◆ INSTRUCTIONS:
a) Name the subordinate officers that the passage about the New South Wales Attorney General says serve alongside the attorney general as chief legal and constitutional adviser.
b) According to the passage about the New South Wales Attorney General, since what date has Mark Speakman held the office?

The Attorney General of New South Wales, in formal contexts also Attorney-General or Attorney General for New South Wales  and usually known simply as the Attorney General, is a minister in the Government of New South Wales who has responsibility for the administration of justice in New South Wales, Australia. In addition, the attorney general is one of the Law Officers of the Crown. Along with the subordinate Solicitor General, Crown Advocate, and Crown Solicitor, the attorney general serves as the chief legal and constitutional adviser of the Crown and Government of New South Wales.

The current attorney general, since 30 January 2017, is Mark Speakman, . The attorney general is supported in the administration of his portfolio by the following ministers, all appointed with effect from 21 December 2021: 
 the Minister for Police, currently Paul Toole
 the Minister for Women and Minister for Mental Health, currently Bronnie Taylor
 the Minister for Veterans, currently David Elliott
 the Minister for Women's Safety and the Prevention of Domestic and Sexual Violence, currently Natalie Ward
 the Minister for Corrections, currently Geoff Lee
 the Minister for Families and Communities and Minister for Disability Services, currently Natasha Maclaren-Jones
 the Minister for Emergency Services and Resilience, currently Steph Cooke
 the Minister for Multiculturalism and Minister for Seniors, currently Mark Coure and
 the Minister for Regional Youth, currently Ben Franklin.

The attorney general and the Ministers administer the portfolio through the Stronger Communities cluster, in particular the Department of Communities and Justice and a range of other government agencies. 

Ultimately, the attorney general and the Ministers are responsible to the Parliament of New South Wales.

◆ RECORDED DATA:
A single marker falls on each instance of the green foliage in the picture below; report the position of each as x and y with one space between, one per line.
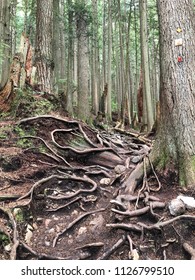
19 215
4 239
21 133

◆ WRITTEN RESPONSES:
a)
Solicitor General
Crown Advocate
Crown Solicitor

b) 30 January 2017